### [SOURCE MATERIAL]
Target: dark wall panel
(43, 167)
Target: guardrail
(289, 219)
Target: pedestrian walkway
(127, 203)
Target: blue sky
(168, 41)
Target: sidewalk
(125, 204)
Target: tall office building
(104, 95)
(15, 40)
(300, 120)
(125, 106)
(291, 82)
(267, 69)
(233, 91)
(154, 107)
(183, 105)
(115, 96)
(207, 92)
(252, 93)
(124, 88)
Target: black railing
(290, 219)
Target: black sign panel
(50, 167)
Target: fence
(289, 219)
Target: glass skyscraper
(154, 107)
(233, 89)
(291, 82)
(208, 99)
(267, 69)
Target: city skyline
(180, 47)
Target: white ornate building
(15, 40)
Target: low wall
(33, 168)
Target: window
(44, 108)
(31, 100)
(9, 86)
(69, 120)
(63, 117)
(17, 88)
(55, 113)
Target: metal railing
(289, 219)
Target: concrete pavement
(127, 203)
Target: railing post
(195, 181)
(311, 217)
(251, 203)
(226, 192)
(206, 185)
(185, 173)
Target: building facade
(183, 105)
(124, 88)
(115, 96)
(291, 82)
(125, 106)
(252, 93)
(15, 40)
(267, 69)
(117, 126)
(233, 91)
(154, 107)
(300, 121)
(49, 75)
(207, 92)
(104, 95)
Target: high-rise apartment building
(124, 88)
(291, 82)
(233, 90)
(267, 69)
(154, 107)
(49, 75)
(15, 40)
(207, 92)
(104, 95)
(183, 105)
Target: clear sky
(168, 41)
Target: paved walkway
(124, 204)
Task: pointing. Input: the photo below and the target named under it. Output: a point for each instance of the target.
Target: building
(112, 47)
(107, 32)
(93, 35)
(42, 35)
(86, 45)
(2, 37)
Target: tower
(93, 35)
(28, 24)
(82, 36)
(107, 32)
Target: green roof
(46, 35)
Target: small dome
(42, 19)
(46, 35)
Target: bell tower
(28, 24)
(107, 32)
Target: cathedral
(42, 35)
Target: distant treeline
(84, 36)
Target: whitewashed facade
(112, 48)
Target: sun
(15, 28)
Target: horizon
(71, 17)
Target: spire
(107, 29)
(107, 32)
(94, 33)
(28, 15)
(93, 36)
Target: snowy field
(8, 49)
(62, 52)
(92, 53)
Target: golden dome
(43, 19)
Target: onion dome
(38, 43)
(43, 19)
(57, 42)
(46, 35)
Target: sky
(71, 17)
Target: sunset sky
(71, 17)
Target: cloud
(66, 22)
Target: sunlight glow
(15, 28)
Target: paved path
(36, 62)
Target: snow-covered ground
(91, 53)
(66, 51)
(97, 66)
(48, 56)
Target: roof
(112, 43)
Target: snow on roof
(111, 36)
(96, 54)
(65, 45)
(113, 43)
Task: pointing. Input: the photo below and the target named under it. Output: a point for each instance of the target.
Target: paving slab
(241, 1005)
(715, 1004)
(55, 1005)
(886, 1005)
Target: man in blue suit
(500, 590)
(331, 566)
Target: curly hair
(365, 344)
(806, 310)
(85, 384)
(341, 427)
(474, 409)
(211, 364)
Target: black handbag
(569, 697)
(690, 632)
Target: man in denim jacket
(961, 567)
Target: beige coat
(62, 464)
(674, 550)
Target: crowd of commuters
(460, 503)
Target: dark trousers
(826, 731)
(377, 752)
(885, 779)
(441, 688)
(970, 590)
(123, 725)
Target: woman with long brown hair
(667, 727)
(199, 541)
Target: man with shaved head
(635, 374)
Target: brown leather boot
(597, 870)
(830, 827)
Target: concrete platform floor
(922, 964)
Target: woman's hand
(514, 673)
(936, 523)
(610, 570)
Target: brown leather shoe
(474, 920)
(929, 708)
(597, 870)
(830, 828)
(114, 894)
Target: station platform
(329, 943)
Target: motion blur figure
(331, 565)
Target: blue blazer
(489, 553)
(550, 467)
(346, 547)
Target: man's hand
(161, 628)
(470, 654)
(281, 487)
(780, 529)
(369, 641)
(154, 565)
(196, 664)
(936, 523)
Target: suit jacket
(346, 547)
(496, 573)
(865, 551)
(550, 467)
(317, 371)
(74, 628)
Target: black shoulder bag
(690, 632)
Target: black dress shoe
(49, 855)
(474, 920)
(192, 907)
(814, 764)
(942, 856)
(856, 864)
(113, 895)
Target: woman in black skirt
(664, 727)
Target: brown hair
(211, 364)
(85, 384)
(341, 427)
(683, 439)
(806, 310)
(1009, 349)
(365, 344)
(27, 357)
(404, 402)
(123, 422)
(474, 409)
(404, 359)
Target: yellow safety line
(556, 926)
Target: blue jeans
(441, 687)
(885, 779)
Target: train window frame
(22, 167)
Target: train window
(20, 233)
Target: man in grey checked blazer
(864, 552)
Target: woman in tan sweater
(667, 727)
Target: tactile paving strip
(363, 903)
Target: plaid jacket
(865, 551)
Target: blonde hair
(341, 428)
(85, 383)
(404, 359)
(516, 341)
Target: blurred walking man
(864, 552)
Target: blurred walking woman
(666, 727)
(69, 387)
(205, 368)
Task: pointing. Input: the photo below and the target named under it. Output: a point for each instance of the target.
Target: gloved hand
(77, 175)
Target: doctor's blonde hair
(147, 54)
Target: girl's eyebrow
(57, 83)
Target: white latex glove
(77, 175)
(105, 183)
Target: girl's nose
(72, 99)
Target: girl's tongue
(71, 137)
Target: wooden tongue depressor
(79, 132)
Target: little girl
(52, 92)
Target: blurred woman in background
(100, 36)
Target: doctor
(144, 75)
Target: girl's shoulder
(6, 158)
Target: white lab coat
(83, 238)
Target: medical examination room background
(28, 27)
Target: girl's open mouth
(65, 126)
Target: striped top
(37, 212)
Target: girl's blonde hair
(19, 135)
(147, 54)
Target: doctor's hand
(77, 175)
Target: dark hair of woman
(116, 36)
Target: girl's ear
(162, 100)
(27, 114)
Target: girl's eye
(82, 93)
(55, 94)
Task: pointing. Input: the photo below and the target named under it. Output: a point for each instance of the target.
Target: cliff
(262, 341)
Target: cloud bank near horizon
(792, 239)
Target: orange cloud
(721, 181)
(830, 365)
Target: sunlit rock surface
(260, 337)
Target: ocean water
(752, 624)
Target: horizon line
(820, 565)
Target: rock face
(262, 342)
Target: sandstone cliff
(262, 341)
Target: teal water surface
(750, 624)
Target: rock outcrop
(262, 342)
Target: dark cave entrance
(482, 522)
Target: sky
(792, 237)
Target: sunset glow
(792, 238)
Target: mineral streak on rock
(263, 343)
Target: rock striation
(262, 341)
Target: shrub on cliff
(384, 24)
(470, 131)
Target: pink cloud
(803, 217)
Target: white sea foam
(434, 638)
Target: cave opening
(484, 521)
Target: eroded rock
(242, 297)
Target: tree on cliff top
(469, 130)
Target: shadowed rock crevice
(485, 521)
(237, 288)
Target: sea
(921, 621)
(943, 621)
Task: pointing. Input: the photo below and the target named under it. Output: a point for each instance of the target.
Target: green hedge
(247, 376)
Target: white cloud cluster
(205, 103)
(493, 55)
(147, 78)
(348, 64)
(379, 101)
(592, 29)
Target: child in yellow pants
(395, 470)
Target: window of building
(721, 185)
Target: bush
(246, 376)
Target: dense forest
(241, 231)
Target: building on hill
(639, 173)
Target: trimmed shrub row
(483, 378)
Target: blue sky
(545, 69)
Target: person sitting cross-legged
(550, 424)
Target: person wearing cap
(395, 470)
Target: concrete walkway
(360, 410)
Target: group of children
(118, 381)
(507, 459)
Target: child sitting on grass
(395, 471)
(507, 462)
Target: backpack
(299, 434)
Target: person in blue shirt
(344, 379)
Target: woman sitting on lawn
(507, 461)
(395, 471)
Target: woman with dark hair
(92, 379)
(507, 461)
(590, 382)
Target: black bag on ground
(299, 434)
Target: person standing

### [ASSIGNMENT]
All lines from the line containing "Target: sunset glow" through the last line of the data are to be repeated exactly; no other line belongs in the answer.

### [WRITTEN ANSWER]
Target: sunset glow
(792, 238)
Target: mineral streak on rock
(263, 343)
Target: rock striation
(262, 341)
Target: shrub on cliff
(384, 24)
(470, 131)
Target: pink cloud
(803, 217)
Target: white sea foam
(434, 638)
Target: cave opening
(484, 521)
Target: eroded rock
(242, 297)
Target: tree on cliff top
(469, 130)
Target: shadowed rock crevice
(485, 521)
(237, 288)
Target: sea
(921, 621)
(943, 621)
Task: pointing. Input: the photo below and the target named under it. Output: a point for each instance of the target.
Target: green hedge
(247, 376)
Target: white cloud cluster
(205, 103)
(493, 55)
(147, 78)
(348, 64)
(379, 101)
(592, 29)
Target: child in yellow pants
(395, 470)
Target: window of building
(721, 185)
Target: bush
(246, 376)
Target: dense forest
(241, 231)
Target: building on hill
(639, 173)
Target: trimmed shrub row
(483, 378)
Target: blue sky
(545, 69)
Target: person sitting cross-legged
(550, 424)
Target: person wearing cap
(395, 470)
Target: concrete walkway
(360, 410)
Target: group of children
(118, 381)
(507, 459)
Target: child sitting on grass
(395, 471)
(507, 462)
Target: backpack
(299, 434)
Target: person in blue shirt
(344, 379)
Target: woman sitting on lawn
(507, 461)
(395, 471)
Target: woman with dark hair
(92, 379)
(507, 461)
(590, 382)
Target: black bag on ground
(299, 434)
Target: person standing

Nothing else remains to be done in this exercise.